(Image point annotation entries)

** BEGIN **

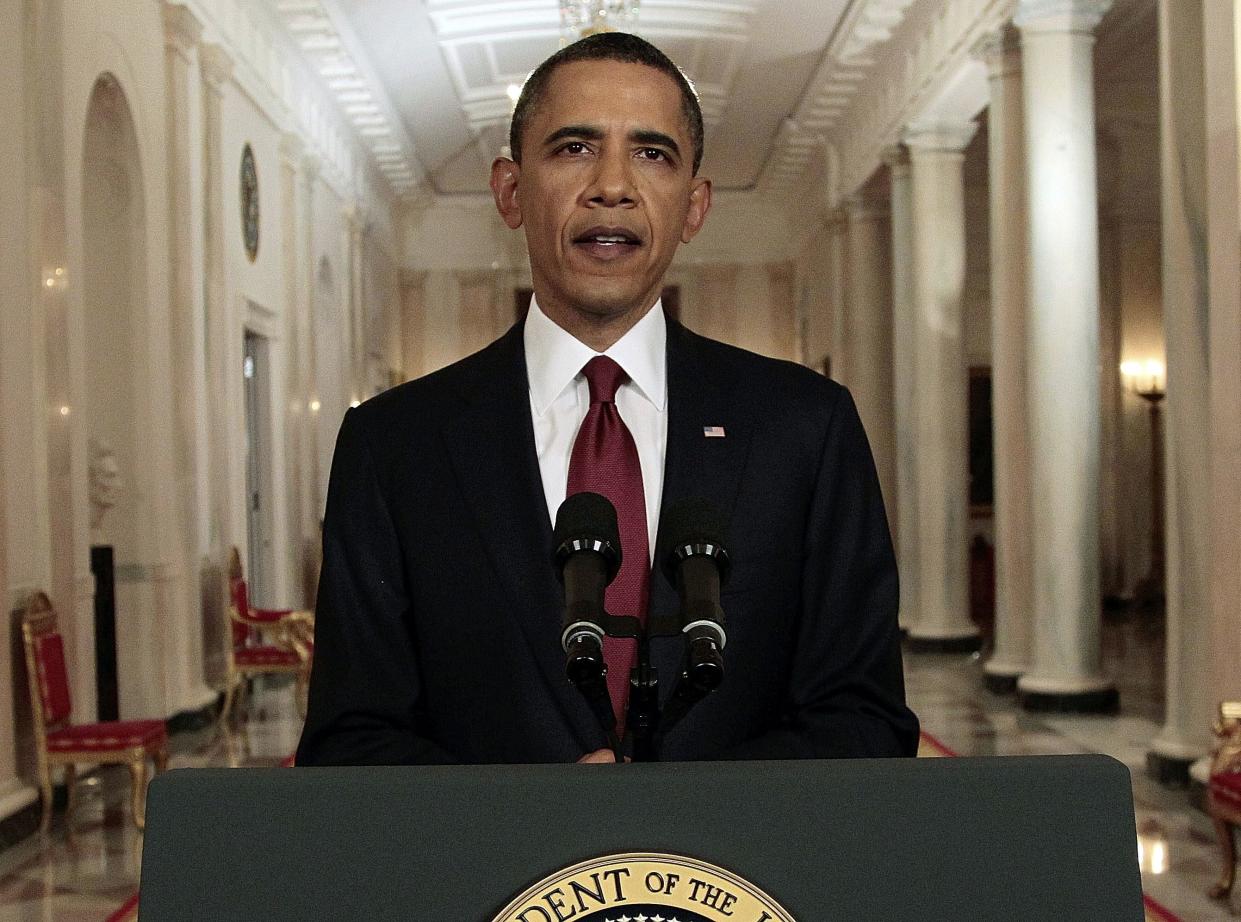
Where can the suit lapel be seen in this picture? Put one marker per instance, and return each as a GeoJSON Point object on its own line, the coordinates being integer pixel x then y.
{"type": "Point", "coordinates": [493, 449]}
{"type": "Point", "coordinates": [695, 465]}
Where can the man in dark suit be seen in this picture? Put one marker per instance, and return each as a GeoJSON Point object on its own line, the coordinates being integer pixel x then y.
{"type": "Point", "coordinates": [439, 612]}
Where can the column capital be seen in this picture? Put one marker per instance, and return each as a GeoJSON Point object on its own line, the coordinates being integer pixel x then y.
{"type": "Point", "coordinates": [896, 158]}
{"type": "Point", "coordinates": [216, 65]}
{"type": "Point", "coordinates": [1000, 50]}
{"type": "Point", "coordinates": [183, 29]}
{"type": "Point", "coordinates": [945, 137]}
{"type": "Point", "coordinates": [1060, 15]}
{"type": "Point", "coordinates": [865, 206]}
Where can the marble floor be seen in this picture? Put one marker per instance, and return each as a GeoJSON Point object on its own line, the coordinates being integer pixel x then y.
{"type": "Point", "coordinates": [88, 871]}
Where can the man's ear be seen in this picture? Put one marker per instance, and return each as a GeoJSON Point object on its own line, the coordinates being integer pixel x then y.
{"type": "Point", "coordinates": [504, 189]}
{"type": "Point", "coordinates": [700, 204]}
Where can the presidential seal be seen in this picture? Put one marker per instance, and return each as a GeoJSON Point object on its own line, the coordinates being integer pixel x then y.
{"type": "Point", "coordinates": [644, 887]}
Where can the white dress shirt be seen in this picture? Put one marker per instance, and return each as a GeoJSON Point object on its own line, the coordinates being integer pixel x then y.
{"type": "Point", "coordinates": [560, 397]}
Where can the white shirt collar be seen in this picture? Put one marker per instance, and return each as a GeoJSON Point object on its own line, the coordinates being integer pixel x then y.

** END **

Task goal:
Output each line of the records above as a JSON list of strings, one string per line, with blank lines and the pictures left out.

Answer to the task:
[
  "Where can the suit lapel be seen in this picture? Put one marker per instance, and return each as a GeoJSON Point object on its own line, the coordinates being integer pixel x then y.",
  "{\"type\": \"Point\", \"coordinates\": [493, 449]}",
  "{\"type\": \"Point\", \"coordinates\": [695, 465]}",
  "Where can the man in dark suit be seen in this picture? Put one marker per instance, and return each as a GeoJSON Point object on its own line, the coordinates being integer pixel x then y.",
  "{\"type\": \"Point\", \"coordinates\": [439, 612]}",
  "Where can the column capital be seen in this picture? Put one marker per instance, and return each as a GeoJSON Point object on its own line, the coordinates being integer pixel x then y.",
  "{\"type\": \"Point\", \"coordinates\": [896, 158]}",
  "{\"type\": \"Point\", \"coordinates\": [216, 65]}",
  "{\"type\": \"Point\", \"coordinates\": [1000, 50]}",
  "{\"type\": \"Point\", \"coordinates\": [183, 29]}",
  "{\"type\": \"Point\", \"coordinates\": [945, 137]}",
  "{\"type\": \"Point\", \"coordinates\": [1060, 15]}",
  "{\"type\": \"Point\", \"coordinates\": [865, 206]}",
  "Where can the marble floor be seen in this picture? Put one marker per instance, and return each as a GeoJSON Point object on its own line, the coordinates being integer pixel x then y.",
  "{\"type\": \"Point\", \"coordinates\": [88, 871]}",
  "Where can the man's ear be seen in this picture? Put one marker per instance, and return each as a GeoJSON Point object on its own line, the coordinates being integer pixel x then y.",
  "{\"type\": \"Point\", \"coordinates\": [504, 189]}",
  "{\"type\": \"Point\", \"coordinates\": [700, 204]}",
  "Where can the presidential seal be seen in this picture? Put one marker per instance, and return each as a GeoJSON Point object on its own line, the coordinates being integer pixel x then y.",
  "{\"type\": \"Point\", \"coordinates\": [644, 887]}",
  "Where can the white dress shirt be seen in this picture? Put one marker per instance, and return each as a GeoJSON Point object on its own line, the coordinates being integer pixel x then y.",
  "{\"type\": \"Point\", \"coordinates\": [560, 397]}",
  "Where can the white shirt collar be seen in this picture? Put one marker per instance, and return each as a GeoJSON Point object on its own line, the coordinates being integer pixel x then y."
]